→ **EXERCISE OBJECTIVE**: Rewrite the lines starting at the one that contains "white car, including partially occluded ones." and ending at the one that contains "[1155,0,1346,332]" as a JSON list of strings, one string per line, with blank lines left out.

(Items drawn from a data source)
★ ★ ★ ★

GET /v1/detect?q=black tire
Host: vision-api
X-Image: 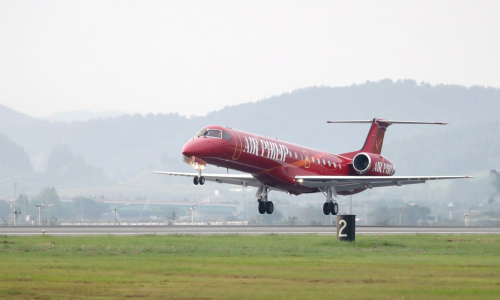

[259,201,266,215]
[266,201,274,214]
[323,202,330,216]
[332,203,339,216]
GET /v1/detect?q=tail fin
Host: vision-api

[327,119,448,155]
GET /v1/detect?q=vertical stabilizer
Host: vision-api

[327,118,448,155]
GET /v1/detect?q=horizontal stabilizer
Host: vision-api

[326,119,448,125]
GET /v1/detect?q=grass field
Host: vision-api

[0,235,500,300]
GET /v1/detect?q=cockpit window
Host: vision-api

[196,129,221,139]
[194,129,207,137]
[205,129,221,139]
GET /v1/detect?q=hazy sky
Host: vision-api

[0,0,500,118]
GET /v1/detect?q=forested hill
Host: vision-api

[0,80,500,185]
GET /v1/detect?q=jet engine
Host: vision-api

[352,152,396,176]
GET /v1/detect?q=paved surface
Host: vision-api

[0,226,500,235]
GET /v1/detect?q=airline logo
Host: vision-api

[243,137,290,161]
[372,161,394,175]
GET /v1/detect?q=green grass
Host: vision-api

[0,235,500,300]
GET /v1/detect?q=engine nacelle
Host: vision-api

[352,152,396,176]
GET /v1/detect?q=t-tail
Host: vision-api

[327,118,448,156]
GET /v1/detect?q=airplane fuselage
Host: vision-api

[182,125,394,195]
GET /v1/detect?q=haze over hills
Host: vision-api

[42,110,126,123]
[0,80,500,207]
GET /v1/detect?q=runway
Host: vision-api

[0,226,500,236]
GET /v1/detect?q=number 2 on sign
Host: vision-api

[339,220,347,237]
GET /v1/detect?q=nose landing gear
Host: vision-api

[193,172,205,185]
[256,186,274,215]
[320,186,339,216]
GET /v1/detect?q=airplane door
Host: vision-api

[229,129,244,160]
[302,150,311,169]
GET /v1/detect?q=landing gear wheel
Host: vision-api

[266,201,274,214]
[331,203,339,216]
[323,202,331,216]
[259,201,266,215]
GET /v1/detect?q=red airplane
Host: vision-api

[155,119,472,215]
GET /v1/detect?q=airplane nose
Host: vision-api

[182,140,196,157]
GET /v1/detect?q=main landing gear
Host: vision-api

[193,172,205,185]
[256,186,274,215]
[320,186,339,216]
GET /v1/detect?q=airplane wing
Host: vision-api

[153,171,262,187]
[295,176,474,192]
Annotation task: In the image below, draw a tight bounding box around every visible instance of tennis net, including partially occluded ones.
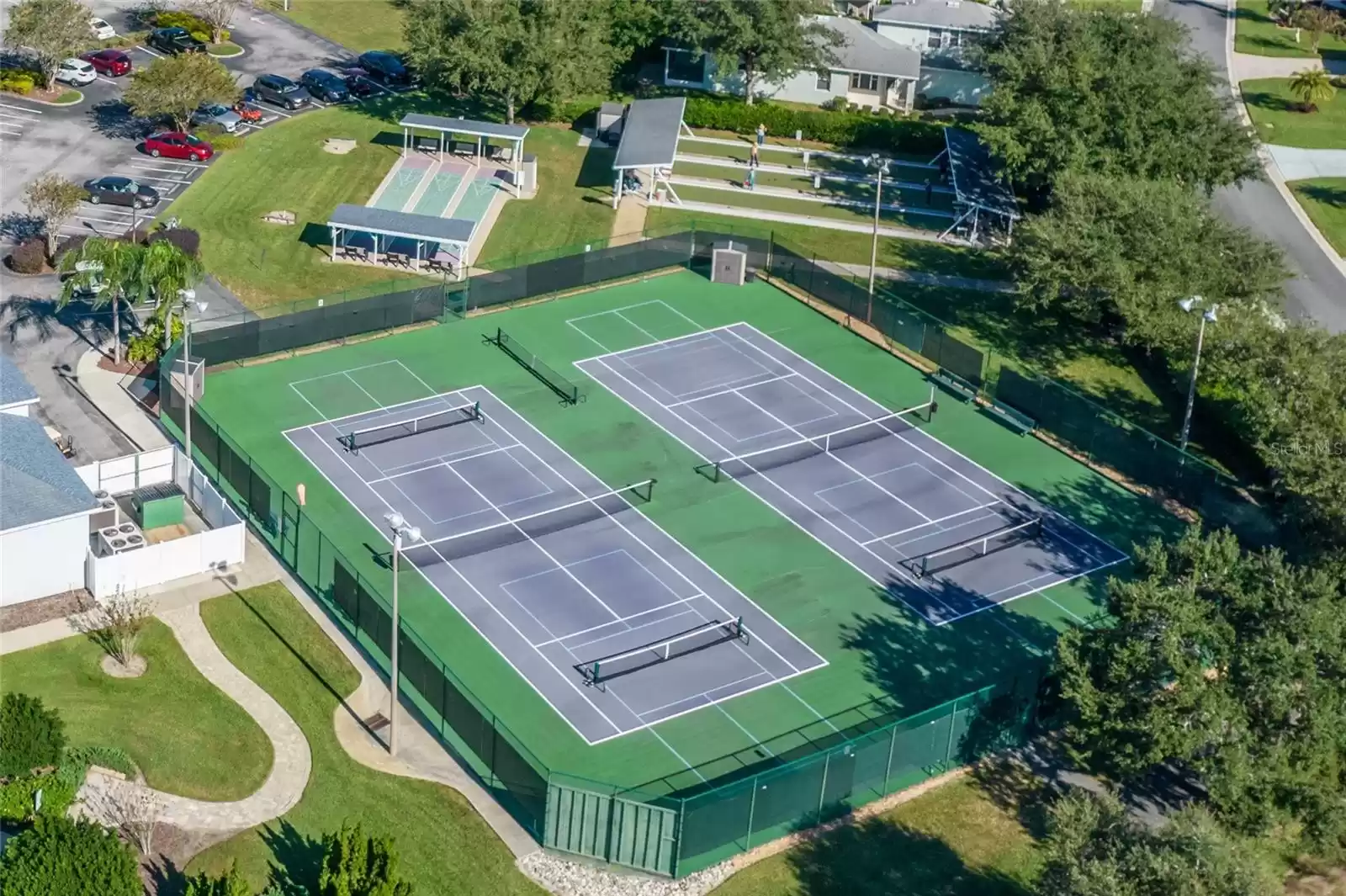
[900,517,1041,579]
[402,479,655,566]
[339,402,483,452]
[697,391,935,481]
[575,616,749,685]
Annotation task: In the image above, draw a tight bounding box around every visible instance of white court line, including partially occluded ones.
[732,321,1129,565]
[595,358,953,622]
[474,386,829,672]
[864,501,1004,548]
[284,427,629,737]
[533,595,705,645]
[664,371,798,408]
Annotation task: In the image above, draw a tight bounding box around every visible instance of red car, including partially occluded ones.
[79,49,130,78]
[146,130,215,162]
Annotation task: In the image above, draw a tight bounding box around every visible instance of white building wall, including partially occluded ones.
[0,514,89,607]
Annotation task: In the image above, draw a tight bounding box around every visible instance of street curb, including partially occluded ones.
[1225,0,1346,277]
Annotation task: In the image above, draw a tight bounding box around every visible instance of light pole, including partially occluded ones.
[1178,296,1220,454]
[180,289,210,469]
[384,510,420,756]
[864,152,888,323]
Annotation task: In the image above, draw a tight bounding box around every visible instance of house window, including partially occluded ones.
[851,72,879,93]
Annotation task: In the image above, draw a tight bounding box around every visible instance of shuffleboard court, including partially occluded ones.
[285,386,826,744]
[570,321,1126,626]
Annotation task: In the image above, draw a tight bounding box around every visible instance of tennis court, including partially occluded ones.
[285,379,826,744]
[568,318,1126,626]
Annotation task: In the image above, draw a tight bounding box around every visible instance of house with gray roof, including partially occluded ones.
[0,406,98,606]
[664,16,920,112]
[870,0,1003,106]
[0,354,38,417]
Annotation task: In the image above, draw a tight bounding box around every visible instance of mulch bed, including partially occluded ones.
[0,588,94,633]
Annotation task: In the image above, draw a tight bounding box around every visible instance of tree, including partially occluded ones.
[0,815,144,896]
[59,236,145,364]
[1036,791,1280,896]
[670,0,841,105]
[1008,173,1287,349]
[125,52,242,130]
[406,0,617,123]
[4,0,93,90]
[318,824,412,896]
[182,861,252,896]
[1290,69,1337,112]
[974,0,1261,199]
[23,173,89,257]
[1288,3,1346,54]
[188,0,242,43]
[0,692,66,777]
[1058,528,1346,851]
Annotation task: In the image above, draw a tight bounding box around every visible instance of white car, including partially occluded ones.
[56,59,98,87]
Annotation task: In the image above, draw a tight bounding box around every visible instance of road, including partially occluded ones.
[1155,0,1346,332]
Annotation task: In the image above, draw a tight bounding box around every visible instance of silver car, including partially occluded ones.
[191,103,244,133]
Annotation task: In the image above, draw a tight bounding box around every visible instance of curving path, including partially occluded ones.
[79,604,312,833]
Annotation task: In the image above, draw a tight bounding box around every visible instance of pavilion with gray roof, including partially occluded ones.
[327,203,476,278]
[397,112,527,196]
[612,97,692,209]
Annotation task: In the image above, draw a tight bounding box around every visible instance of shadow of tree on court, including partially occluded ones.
[787,817,1030,896]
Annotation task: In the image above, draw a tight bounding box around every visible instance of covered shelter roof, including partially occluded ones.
[397,112,527,140]
[944,128,1020,220]
[327,203,476,247]
[612,97,686,171]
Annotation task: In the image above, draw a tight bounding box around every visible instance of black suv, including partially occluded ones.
[252,76,308,109]
[299,69,350,103]
[146,29,206,56]
[355,50,412,87]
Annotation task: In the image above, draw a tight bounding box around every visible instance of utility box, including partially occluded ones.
[130,481,186,532]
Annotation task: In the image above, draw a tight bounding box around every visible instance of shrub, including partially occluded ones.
[9,238,47,273]
[126,317,182,364]
[0,815,144,896]
[155,9,229,43]
[682,97,945,155]
[0,692,66,777]
[0,69,42,96]
[0,768,83,818]
[148,227,200,258]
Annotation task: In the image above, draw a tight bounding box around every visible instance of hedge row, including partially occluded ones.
[682,97,945,153]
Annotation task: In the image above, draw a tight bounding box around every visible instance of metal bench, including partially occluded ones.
[927,368,978,402]
[981,400,1038,436]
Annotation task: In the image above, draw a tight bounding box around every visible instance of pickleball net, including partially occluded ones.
[339,402,483,452]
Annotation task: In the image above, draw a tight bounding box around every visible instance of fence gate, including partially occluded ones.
[543,783,677,877]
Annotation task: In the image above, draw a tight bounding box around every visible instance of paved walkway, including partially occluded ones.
[1267,144,1346,180]
[79,604,312,833]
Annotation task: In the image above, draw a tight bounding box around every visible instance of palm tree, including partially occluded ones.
[59,236,146,364]
[1290,69,1337,112]
[139,240,206,350]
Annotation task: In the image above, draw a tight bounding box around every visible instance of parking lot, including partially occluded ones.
[0,2,406,242]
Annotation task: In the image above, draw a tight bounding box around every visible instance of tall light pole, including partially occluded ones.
[384,510,420,756]
[1178,296,1220,453]
[864,152,888,323]
[180,289,210,469]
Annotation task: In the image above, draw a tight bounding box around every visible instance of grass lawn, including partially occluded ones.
[713,779,1041,896]
[1290,178,1346,256]
[1234,0,1346,59]
[267,0,405,52]
[644,207,1005,280]
[1241,78,1346,150]
[673,184,953,230]
[188,584,543,896]
[478,125,617,269]
[0,620,272,800]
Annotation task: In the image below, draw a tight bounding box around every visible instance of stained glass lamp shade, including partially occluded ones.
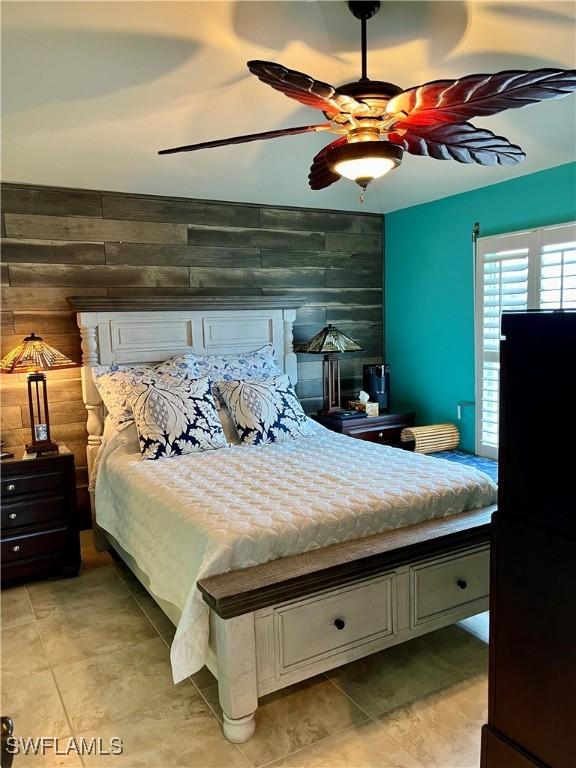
[295,324,363,413]
[0,333,77,453]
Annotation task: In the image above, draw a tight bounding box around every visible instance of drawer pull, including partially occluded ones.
[334,619,346,629]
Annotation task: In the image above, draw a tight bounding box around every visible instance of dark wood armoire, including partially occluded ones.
[482,310,576,768]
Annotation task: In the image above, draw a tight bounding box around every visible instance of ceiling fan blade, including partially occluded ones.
[308,136,348,189]
[386,69,576,127]
[247,60,366,115]
[158,123,332,155]
[387,123,526,165]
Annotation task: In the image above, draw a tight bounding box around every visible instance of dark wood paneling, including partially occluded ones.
[0,286,106,310]
[188,226,324,251]
[12,310,78,336]
[296,306,327,327]
[105,248,261,269]
[102,195,260,227]
[190,268,325,288]
[263,288,382,306]
[326,232,382,253]
[326,266,382,288]
[0,184,382,504]
[328,306,382,327]
[2,184,102,218]
[106,286,262,296]
[260,208,382,235]
[10,264,188,288]
[2,238,105,264]
[4,213,187,243]
[262,248,382,270]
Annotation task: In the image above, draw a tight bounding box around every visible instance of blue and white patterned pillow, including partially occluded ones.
[92,357,199,432]
[175,344,282,381]
[128,374,228,459]
[216,375,314,445]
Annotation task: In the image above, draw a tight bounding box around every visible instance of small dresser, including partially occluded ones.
[0,445,80,586]
[312,411,414,449]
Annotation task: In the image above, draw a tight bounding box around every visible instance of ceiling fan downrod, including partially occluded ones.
[348,0,380,80]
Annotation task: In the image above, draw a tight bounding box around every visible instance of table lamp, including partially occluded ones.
[294,324,363,414]
[0,333,78,453]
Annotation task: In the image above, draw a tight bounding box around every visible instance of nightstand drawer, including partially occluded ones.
[2,528,68,563]
[2,496,67,533]
[2,472,63,501]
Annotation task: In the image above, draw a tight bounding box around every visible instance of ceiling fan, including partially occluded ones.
[159,0,576,190]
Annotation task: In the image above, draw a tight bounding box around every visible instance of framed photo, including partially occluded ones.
[34,424,48,442]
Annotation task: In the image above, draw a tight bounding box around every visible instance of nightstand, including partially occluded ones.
[0,445,80,586]
[312,411,414,450]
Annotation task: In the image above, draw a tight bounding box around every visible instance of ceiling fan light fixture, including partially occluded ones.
[326,141,404,187]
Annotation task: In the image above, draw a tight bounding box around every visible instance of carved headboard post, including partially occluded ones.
[77,312,108,552]
[68,296,305,549]
[282,309,298,383]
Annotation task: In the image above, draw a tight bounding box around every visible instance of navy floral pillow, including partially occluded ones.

★ ★ ★ ★

→ **REPLY**:
[
  "Annotation task: In the image above, draw a tight bounding box around every visible instance of white car, including partially occluded ones.",
  "[56,59,98,87]",
  "Annotation task: In the image above, draw a tight bounding box around every visible instance of road, including partially occluded ones.",
  "[1155,0,1346,332]"
]